• TEXTE DE LA PAGE:
B.                 Quelle est la norme de contrôle appropriée?

[18]           Bien qu’aucune partie n’ait directement abordé cette question dans ses mémoires écrits, la demanderesse a fait valoir, au cours des plaidoiries, que la norme de contrôle appropriée est celle de la décision correcte parce que la question de savoir si sa demande de RS&DE a été dûment déposée est une question de droit au vu de l’article 32 de la Loi d’interprétation, L.R.C. (1985), ch. I-21. Pour sa part, le défendeur a déclaré, à l’audition de la présente affaire, que la norme de contrôle pertinente, compte tenu de l’arrêt Dunsmuir c. Nouveau-Brunswick, 2008 CSC 9, [2008] 1 RCS 190 [Dunsmuir], est celle du caractère raisonnable et que la Cour devrait faire preuve de déférence à l’égard de la décision de l’ARC.

[19]           Lorsqu’une instance antérieure a déterminé la norme de contrôle applicable, la cour de révision peut adopter cette norme (arrêt Dunsmuir, au paragraphe 62). Cependant, il y a une absence de jurisprudence pertinente sur la norme de contrôle appropriée à l’égard de la décision examinée et des circonstances dans lesquelles elle a été rendue. Aucune des deux parties n’a présenté de jurisprudence existante pour établir la norme de contrôle appropriée. En l’absence de toute question de droit qui se trouve au cœur du système juridique, le point de départ de l’évaluation de la norme de contrôle appropriée est le caractère raisonnable plutôt que la décision correcte.

[20]           La décision, en l’espèce, touche l’interprétation de la loi constitutive de l’ARC, à savoir la LIR, et la politique connexe, à savoir la Politique sur les exigences de production pour la RS&DE [la Politique]. Par conséquent, une norme du caractère raisonnable s’applique de façon présomptive : arrêt Alberta (Information & Privacy Commissioner) c. Alberta Teachers’ Association, 2011 CSC 61, au paragraphe 30, [2011] 3 RCS 654 [Alberta Teachers]. Le décideur possède une expertise en la matière et, par conséquent, a droit à la déférence (arrêt Dunsmuir, aux paragraphes 68 et 124; arrêt Alberta Teachers, au paragraphe 39). La décision ne dépasse pas l’expertise du décideur (arrêt Dunsmuir, au paragraphe 70) et ne comporte aucune question de droit qui se trouve au cœur du système juridique. Ceci étant et comme il n’y a aucune raison impérieuse de réfuter la présomption selon laquelle une norme du caractère raisonnable s’applique, j’en conclus que la décision de l’ARC en l’espèce doit être examinée selon une norme déférente du caractère raisonnable.

• LIGNES DE DONNÉES:
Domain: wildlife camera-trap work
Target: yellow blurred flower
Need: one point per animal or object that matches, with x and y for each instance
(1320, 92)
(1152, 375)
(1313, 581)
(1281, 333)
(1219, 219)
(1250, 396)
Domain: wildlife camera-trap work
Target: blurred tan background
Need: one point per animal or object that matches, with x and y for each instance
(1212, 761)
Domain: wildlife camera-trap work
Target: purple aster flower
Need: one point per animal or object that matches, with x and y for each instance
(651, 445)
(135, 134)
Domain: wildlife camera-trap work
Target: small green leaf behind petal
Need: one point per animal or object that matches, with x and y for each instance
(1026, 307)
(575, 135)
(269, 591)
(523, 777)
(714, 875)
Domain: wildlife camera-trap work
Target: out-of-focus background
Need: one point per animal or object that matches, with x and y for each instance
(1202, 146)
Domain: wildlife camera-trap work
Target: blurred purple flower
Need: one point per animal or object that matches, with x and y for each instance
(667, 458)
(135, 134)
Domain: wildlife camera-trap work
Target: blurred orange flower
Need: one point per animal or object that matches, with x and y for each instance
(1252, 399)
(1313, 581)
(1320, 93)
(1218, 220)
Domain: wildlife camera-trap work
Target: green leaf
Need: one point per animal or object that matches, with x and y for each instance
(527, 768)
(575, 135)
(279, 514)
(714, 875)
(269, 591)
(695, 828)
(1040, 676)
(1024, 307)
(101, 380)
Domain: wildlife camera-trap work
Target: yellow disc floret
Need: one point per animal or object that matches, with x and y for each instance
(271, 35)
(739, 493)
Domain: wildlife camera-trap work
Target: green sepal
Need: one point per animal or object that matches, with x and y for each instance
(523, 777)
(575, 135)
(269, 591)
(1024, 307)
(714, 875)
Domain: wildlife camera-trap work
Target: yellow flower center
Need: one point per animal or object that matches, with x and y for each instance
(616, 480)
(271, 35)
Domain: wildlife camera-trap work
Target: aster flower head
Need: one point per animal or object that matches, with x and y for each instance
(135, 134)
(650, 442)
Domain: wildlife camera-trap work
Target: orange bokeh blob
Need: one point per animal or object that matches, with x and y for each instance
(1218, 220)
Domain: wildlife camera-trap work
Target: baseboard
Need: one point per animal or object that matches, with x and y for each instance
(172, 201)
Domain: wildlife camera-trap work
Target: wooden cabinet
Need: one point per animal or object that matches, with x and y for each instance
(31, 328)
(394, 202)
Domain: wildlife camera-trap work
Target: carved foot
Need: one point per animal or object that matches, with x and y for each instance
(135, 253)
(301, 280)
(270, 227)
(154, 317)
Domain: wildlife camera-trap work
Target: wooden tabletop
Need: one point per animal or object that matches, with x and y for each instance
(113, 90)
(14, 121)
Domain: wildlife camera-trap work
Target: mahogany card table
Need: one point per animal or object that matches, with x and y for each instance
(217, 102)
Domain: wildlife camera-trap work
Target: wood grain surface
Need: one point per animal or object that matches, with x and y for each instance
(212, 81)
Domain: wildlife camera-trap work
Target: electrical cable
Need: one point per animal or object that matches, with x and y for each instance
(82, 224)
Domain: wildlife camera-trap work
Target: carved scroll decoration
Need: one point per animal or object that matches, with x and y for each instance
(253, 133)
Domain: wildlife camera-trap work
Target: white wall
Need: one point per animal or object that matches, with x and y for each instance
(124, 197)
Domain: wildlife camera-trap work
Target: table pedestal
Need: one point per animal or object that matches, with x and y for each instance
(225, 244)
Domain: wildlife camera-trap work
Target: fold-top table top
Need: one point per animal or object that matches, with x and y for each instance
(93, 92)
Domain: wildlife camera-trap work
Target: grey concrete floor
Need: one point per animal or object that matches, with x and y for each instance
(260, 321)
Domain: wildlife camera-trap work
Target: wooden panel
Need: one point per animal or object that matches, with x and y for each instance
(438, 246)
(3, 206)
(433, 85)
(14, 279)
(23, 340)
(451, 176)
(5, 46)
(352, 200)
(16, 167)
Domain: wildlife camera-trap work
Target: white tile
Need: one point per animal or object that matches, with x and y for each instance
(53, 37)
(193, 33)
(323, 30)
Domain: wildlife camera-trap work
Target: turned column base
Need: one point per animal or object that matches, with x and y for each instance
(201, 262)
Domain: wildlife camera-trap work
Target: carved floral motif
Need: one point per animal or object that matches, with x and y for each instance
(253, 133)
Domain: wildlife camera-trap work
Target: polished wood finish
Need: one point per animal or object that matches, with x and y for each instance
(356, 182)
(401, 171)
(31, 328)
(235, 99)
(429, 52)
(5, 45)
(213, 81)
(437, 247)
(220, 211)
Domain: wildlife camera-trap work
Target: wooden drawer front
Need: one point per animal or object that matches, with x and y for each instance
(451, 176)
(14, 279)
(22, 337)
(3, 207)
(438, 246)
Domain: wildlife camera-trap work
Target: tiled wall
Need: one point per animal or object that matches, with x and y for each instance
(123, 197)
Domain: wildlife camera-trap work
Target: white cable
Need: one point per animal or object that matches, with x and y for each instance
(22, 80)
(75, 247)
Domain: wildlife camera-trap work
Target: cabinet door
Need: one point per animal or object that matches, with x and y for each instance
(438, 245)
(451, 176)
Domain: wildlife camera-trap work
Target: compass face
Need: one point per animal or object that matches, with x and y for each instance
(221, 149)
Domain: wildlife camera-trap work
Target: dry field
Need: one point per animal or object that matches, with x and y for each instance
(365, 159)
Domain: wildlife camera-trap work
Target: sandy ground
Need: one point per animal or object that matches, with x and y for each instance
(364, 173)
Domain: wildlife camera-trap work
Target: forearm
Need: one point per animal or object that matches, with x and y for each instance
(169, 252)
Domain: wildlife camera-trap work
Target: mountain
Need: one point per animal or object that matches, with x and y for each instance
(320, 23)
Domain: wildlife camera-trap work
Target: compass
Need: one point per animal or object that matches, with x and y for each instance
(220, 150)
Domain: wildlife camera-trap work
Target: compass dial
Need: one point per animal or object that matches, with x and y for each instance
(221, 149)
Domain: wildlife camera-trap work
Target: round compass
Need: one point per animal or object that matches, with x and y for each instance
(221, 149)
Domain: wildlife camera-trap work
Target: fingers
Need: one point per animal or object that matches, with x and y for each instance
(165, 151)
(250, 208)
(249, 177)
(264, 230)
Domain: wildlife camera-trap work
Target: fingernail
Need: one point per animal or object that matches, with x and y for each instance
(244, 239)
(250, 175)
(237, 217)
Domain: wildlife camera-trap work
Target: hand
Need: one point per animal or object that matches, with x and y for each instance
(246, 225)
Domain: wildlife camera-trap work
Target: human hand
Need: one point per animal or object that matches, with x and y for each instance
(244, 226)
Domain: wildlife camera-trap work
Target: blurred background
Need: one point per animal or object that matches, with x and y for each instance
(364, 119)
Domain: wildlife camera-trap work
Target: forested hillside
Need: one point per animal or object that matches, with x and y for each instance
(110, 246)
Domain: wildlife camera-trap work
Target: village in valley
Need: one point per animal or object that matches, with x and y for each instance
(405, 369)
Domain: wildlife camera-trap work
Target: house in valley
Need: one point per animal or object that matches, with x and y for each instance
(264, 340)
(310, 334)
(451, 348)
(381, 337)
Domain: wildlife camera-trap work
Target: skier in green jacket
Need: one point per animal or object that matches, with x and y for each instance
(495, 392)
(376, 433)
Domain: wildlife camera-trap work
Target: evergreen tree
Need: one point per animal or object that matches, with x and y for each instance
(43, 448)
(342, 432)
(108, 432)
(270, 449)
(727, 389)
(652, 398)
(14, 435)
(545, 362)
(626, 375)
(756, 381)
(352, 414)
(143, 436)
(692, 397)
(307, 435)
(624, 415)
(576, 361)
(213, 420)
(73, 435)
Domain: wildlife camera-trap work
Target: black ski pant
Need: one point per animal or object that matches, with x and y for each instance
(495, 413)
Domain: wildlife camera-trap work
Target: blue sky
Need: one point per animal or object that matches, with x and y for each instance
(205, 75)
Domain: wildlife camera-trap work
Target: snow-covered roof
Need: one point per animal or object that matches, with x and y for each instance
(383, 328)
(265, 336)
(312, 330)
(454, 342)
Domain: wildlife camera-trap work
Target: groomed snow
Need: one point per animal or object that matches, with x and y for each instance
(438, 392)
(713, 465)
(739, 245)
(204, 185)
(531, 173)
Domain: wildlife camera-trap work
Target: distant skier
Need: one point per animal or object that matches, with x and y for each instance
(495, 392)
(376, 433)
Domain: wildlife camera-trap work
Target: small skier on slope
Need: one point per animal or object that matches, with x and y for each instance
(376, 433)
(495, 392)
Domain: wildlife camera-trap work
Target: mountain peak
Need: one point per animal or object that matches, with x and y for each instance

• TÂCHE:
Répondez aux questions suivantes à l'aide du texte de la page :
(a) Quelle norme de contrôle la demanderesse juge-t-elle appropriée ?
(b) Sur quel arrêt le défendeur s'est-il fondé à l'audition ?
(c) Quelle politique connexe la décision touche-t-elle ?
Appuyez-vous uniquement sur le texte de la page.

• RÉSULTAT ATTENDU:
(a) La norme de la décision correcte.
(b) L'arrêt Dunsmuir c. Nouveau-Brunswick, 2008 CSC 9, [2008] 1 RCS 190.
(c) La Politique sur les exigences de production pour la RS&DE.